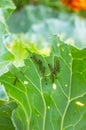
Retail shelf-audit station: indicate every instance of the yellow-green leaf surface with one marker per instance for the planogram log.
(50, 91)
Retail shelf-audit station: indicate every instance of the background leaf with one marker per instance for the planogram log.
(48, 97)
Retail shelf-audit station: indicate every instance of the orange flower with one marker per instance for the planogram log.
(76, 5)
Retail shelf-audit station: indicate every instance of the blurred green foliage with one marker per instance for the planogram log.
(55, 4)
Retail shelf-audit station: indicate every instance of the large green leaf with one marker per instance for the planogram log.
(49, 90)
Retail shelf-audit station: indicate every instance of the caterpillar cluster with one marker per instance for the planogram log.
(39, 63)
(53, 70)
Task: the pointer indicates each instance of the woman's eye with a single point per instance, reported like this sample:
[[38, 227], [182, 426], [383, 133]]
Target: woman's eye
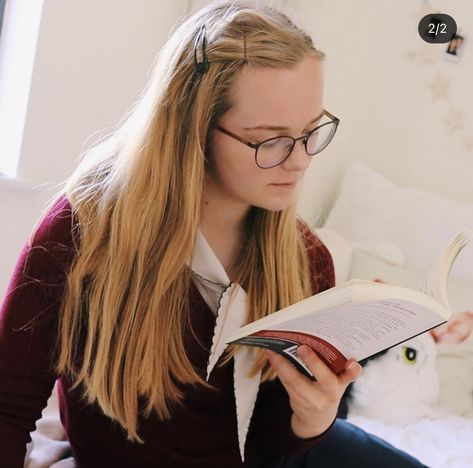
[[271, 143]]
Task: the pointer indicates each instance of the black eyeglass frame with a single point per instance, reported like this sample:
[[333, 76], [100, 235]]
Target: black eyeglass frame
[[304, 138]]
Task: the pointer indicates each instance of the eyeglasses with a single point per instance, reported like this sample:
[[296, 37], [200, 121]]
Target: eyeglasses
[[276, 150]]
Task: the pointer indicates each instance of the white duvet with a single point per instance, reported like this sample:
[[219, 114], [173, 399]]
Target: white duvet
[[445, 442]]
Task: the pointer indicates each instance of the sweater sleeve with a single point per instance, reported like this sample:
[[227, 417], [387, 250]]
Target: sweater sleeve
[[28, 317], [273, 412]]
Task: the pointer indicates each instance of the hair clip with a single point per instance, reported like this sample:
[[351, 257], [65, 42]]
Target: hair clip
[[201, 63]]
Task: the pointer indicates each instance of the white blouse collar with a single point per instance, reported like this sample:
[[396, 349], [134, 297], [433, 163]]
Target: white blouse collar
[[206, 264], [231, 315]]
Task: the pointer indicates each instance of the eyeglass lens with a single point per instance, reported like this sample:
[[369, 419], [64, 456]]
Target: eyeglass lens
[[275, 150]]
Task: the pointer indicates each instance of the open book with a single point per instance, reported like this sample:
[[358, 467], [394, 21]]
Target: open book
[[358, 318]]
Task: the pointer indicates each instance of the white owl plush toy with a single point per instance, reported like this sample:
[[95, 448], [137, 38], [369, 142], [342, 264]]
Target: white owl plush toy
[[399, 386]]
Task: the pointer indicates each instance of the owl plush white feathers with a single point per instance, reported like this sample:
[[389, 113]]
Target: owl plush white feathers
[[400, 386]]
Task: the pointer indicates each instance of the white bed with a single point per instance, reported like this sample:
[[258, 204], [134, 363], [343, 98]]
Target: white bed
[[379, 230]]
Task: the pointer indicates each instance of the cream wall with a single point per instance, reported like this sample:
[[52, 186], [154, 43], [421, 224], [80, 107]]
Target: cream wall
[[379, 75], [93, 59]]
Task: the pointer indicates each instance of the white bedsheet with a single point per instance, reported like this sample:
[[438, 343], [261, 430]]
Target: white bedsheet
[[445, 442]]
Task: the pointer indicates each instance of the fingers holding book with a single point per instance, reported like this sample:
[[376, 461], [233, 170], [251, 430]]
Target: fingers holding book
[[314, 403]]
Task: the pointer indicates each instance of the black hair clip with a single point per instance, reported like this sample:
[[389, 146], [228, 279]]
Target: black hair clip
[[201, 63]]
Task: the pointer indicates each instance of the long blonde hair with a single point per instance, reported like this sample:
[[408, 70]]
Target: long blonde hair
[[136, 197]]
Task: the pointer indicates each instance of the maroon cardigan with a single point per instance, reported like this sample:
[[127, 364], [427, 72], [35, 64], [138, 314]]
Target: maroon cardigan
[[202, 433]]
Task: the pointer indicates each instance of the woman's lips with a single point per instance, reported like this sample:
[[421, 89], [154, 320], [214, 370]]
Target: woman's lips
[[291, 185]]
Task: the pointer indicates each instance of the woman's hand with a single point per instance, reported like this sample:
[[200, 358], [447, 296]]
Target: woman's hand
[[314, 403]]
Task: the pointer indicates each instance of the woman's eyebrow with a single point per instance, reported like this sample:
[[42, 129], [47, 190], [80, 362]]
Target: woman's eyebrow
[[276, 127]]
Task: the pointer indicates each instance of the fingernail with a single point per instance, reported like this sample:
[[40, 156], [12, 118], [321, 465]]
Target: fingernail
[[352, 365], [302, 350]]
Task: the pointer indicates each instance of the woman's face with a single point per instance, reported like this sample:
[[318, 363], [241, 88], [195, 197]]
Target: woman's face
[[290, 99]]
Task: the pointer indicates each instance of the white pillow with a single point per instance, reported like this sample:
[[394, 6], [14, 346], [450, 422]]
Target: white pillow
[[421, 223], [342, 249]]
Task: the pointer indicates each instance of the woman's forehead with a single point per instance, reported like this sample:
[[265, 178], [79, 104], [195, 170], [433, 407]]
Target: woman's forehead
[[271, 95]]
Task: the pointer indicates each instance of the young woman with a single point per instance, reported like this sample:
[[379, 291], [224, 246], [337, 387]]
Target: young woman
[[172, 232]]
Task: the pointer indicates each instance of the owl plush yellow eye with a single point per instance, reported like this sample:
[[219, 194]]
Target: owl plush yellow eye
[[409, 355]]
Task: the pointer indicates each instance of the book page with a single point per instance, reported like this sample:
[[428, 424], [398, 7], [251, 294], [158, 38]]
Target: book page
[[361, 330]]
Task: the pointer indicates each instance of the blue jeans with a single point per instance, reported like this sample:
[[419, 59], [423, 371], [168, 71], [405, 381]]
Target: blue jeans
[[345, 445]]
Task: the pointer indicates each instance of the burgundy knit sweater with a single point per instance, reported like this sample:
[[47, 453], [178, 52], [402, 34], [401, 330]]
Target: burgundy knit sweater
[[201, 433]]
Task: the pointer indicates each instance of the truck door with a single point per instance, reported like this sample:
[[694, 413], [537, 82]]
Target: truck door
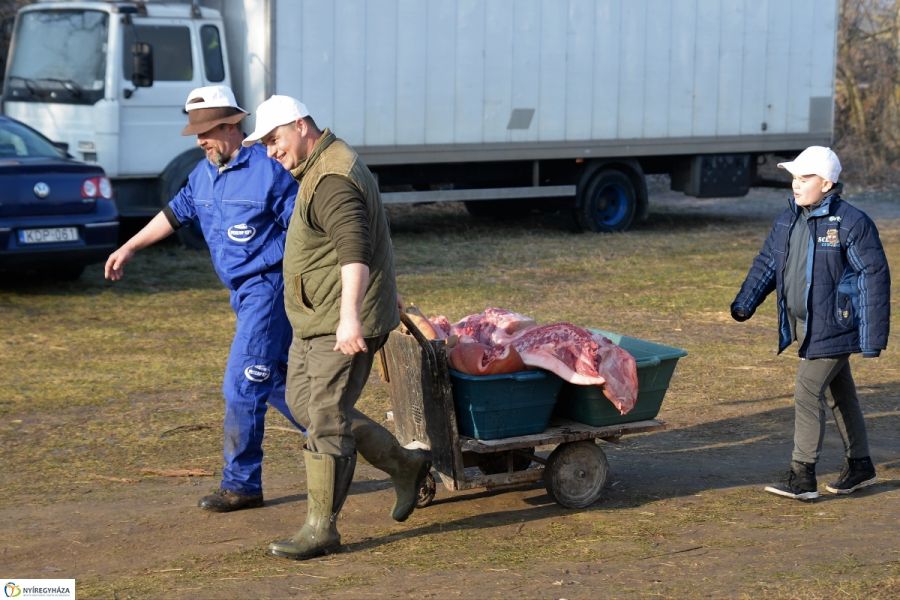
[[152, 117]]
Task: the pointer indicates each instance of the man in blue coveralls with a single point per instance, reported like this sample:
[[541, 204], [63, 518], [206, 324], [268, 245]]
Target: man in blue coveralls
[[243, 201]]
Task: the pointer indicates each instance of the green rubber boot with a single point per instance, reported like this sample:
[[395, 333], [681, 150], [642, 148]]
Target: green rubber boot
[[328, 480], [407, 468]]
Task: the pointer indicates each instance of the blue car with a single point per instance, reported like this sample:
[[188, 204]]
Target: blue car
[[57, 214]]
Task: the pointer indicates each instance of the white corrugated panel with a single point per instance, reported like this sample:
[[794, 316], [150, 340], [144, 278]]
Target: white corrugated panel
[[753, 71], [443, 72], [730, 68], [657, 87]]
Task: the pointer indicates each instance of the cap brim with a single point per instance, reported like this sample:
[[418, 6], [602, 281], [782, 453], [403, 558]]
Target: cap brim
[[198, 128]]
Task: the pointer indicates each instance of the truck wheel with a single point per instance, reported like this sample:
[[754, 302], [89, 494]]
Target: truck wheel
[[606, 201], [172, 180], [576, 473]]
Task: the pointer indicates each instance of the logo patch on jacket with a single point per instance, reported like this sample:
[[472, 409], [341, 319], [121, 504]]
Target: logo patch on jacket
[[257, 373], [830, 239], [241, 233]]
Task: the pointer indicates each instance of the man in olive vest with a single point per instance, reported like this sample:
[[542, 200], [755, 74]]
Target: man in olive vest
[[341, 299]]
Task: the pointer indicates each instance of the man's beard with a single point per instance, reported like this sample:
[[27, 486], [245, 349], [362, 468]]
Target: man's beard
[[217, 158]]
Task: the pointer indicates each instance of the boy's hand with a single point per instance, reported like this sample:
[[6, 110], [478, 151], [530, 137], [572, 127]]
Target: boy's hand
[[738, 313]]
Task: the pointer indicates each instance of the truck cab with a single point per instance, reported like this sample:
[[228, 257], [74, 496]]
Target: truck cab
[[71, 75]]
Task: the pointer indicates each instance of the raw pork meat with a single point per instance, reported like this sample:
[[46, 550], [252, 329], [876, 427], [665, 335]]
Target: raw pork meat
[[580, 357], [479, 359], [493, 326]]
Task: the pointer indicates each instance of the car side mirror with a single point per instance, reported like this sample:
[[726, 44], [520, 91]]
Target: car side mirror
[[142, 64]]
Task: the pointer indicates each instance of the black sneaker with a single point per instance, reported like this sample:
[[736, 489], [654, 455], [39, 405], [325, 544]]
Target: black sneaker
[[227, 501], [857, 474], [799, 483]]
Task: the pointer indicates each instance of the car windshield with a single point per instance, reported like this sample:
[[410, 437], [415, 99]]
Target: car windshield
[[59, 56], [17, 141]]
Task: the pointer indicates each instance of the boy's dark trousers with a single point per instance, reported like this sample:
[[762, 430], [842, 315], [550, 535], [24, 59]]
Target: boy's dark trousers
[[816, 377]]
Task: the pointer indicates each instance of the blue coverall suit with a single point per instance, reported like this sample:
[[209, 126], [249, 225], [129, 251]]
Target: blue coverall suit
[[244, 212]]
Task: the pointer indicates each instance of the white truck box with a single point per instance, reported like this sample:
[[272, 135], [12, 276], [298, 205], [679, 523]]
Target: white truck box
[[466, 99]]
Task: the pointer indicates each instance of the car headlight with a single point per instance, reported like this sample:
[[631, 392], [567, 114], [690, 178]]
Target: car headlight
[[96, 187]]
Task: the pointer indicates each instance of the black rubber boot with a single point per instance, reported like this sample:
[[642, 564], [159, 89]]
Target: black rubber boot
[[328, 480], [857, 474], [799, 483], [407, 468]]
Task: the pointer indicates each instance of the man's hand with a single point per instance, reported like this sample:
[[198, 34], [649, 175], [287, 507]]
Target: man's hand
[[739, 313], [349, 337], [115, 264]]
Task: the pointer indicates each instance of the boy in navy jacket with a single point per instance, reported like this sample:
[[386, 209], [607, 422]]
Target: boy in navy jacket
[[824, 260]]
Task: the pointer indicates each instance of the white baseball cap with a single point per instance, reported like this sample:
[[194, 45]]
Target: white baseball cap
[[815, 160], [275, 112]]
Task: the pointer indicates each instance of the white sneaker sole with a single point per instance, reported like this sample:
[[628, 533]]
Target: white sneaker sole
[[858, 486], [803, 496]]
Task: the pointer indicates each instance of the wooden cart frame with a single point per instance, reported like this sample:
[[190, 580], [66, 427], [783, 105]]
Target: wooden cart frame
[[417, 372]]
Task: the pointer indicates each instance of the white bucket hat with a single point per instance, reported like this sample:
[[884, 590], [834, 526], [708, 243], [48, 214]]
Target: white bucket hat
[[275, 112], [210, 106], [815, 160]]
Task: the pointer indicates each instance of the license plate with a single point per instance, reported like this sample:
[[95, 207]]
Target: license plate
[[50, 235]]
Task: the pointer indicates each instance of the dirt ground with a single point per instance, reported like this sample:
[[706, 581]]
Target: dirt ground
[[683, 516]]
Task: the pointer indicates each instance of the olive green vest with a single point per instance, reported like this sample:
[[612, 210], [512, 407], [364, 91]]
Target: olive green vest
[[312, 274]]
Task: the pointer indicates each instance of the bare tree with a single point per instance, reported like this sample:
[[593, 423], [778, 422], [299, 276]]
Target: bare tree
[[867, 93]]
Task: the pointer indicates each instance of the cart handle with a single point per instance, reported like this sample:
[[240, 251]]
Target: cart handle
[[420, 337]]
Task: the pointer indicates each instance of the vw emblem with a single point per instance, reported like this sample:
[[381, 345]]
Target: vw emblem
[[41, 189]]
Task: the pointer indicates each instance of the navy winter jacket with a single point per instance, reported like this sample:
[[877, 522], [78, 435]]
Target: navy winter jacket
[[848, 283]]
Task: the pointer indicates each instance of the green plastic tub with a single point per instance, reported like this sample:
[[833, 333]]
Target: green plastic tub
[[489, 407], [655, 365]]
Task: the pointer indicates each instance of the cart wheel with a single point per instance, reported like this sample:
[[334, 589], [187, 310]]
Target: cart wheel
[[491, 464], [426, 491], [576, 473]]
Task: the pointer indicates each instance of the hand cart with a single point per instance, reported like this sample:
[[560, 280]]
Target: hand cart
[[417, 372]]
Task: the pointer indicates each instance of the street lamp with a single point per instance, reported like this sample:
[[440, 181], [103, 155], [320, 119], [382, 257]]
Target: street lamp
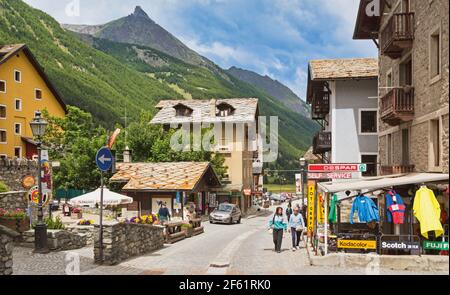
[[38, 126], [304, 175]]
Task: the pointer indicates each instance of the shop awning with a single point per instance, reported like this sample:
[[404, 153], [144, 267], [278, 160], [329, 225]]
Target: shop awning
[[375, 183]]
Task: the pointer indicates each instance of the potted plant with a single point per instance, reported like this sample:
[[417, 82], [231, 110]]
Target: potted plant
[[188, 229], [16, 220], [78, 213]]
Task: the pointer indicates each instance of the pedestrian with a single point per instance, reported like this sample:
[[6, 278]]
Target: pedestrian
[[164, 214], [289, 211], [296, 227], [278, 224]]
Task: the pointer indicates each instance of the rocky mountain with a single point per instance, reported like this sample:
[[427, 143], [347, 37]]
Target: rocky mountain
[[103, 77], [138, 28], [274, 88]]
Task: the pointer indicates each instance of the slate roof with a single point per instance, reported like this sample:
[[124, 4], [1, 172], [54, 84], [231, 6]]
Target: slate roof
[[175, 176], [245, 111], [338, 69], [10, 50]]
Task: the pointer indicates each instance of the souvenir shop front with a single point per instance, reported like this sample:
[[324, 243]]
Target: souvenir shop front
[[398, 215]]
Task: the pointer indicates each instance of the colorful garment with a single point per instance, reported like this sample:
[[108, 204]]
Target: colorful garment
[[332, 217], [366, 208], [392, 198], [428, 212]]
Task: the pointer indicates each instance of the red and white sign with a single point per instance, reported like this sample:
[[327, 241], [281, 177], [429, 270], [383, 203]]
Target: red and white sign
[[331, 175], [337, 168]]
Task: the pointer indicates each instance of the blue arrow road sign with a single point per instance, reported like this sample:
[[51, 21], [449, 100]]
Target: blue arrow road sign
[[104, 159]]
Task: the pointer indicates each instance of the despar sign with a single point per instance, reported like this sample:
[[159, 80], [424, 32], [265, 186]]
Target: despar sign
[[310, 215], [357, 244], [400, 245]]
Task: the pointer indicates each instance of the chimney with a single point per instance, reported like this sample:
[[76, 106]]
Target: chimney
[[127, 155], [213, 110]]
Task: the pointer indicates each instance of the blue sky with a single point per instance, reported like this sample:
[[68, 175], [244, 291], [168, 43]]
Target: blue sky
[[271, 37]]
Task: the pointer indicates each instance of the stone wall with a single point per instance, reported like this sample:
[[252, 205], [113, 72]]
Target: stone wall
[[12, 172], [58, 240], [88, 230], [122, 241], [7, 237], [431, 96], [13, 200]]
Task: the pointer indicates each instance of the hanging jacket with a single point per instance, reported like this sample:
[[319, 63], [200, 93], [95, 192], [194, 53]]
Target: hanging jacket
[[392, 198], [332, 217], [398, 213], [366, 208], [428, 212]]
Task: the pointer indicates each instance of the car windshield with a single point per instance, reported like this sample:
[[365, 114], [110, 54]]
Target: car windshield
[[225, 208]]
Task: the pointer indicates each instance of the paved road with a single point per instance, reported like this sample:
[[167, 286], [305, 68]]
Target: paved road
[[239, 249]]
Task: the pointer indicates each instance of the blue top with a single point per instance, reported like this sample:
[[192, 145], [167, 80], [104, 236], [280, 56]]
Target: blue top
[[278, 222], [296, 220], [392, 198], [366, 208]]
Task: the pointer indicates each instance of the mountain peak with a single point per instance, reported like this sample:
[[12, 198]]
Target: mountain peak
[[139, 12]]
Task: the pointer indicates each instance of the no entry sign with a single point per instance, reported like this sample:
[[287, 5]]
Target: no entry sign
[[337, 168]]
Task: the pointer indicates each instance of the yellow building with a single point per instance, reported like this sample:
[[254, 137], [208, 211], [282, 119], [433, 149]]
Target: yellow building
[[24, 89]]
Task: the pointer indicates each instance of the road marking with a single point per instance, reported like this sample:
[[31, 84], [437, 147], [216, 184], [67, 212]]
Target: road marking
[[222, 262]]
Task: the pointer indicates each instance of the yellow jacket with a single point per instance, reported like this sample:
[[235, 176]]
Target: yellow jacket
[[428, 211]]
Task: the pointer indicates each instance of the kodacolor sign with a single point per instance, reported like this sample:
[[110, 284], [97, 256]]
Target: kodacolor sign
[[400, 245], [357, 244]]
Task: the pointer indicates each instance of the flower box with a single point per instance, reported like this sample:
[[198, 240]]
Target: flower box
[[19, 225]]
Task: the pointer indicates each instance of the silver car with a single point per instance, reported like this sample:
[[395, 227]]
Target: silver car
[[226, 213]]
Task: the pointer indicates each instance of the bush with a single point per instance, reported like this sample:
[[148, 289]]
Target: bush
[[52, 223], [3, 187]]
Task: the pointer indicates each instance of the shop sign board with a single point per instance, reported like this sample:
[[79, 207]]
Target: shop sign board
[[332, 175], [310, 215], [400, 245], [324, 168], [432, 245], [357, 244]]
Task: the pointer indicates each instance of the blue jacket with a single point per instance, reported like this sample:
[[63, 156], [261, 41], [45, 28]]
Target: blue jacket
[[390, 200], [366, 208], [295, 221], [278, 222]]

* _Your goal_
Reproduce the records above from their first line to the line bearing "[[219, 114], [173, 399]]", both ends included, leaving every picture out.

* _Solution for this task_
Retail shelf-audit station: indicate every instance of the yellow-green leaf surface with one marker per instance for the planogram log.
(50, 91)
Retail shelf-audit station: indicate every instance of the background leaf with one marker per instance for the planogram log.
(48, 97)
Retail shelf-audit station: indicate every instance of the orange flower with one marker per instance for the planogram log.
(76, 5)
Retail shelf-audit station: indicate every instance of the blurred green foliage with one marker per instance for the planogram log.
(55, 4)
Retail shelf-audit station: indicate every instance of the large green leaf with one marker per instance for the planogram log.
(49, 90)
Retail shelf-audit station: indicate every instance of the caterpillar cluster with one marker per instance for the planogram log.
(39, 63)
(53, 70)
Task: the pointer indicates each instance of the woman's eye with a single point per instance, reported like this sample:
[[38, 227], [182, 426], [383, 133]]
Target: woman's eye
[[271, 143]]
Task: the pointer indicates each instance of the black eyeglass frame with a single point per instance, reported like this sample:
[[333, 76], [100, 235]]
Target: black eyeglass frame
[[304, 138]]
Task: the pointer indicates each instance of the eyeglasses with a single point per instance, reported like this sample:
[[296, 37], [200, 121]]
Target: eyeglasses
[[276, 150]]
Task: the pointer indicates each instance of the white duvet with a single point per instance, reported like this sample:
[[219, 114], [173, 399]]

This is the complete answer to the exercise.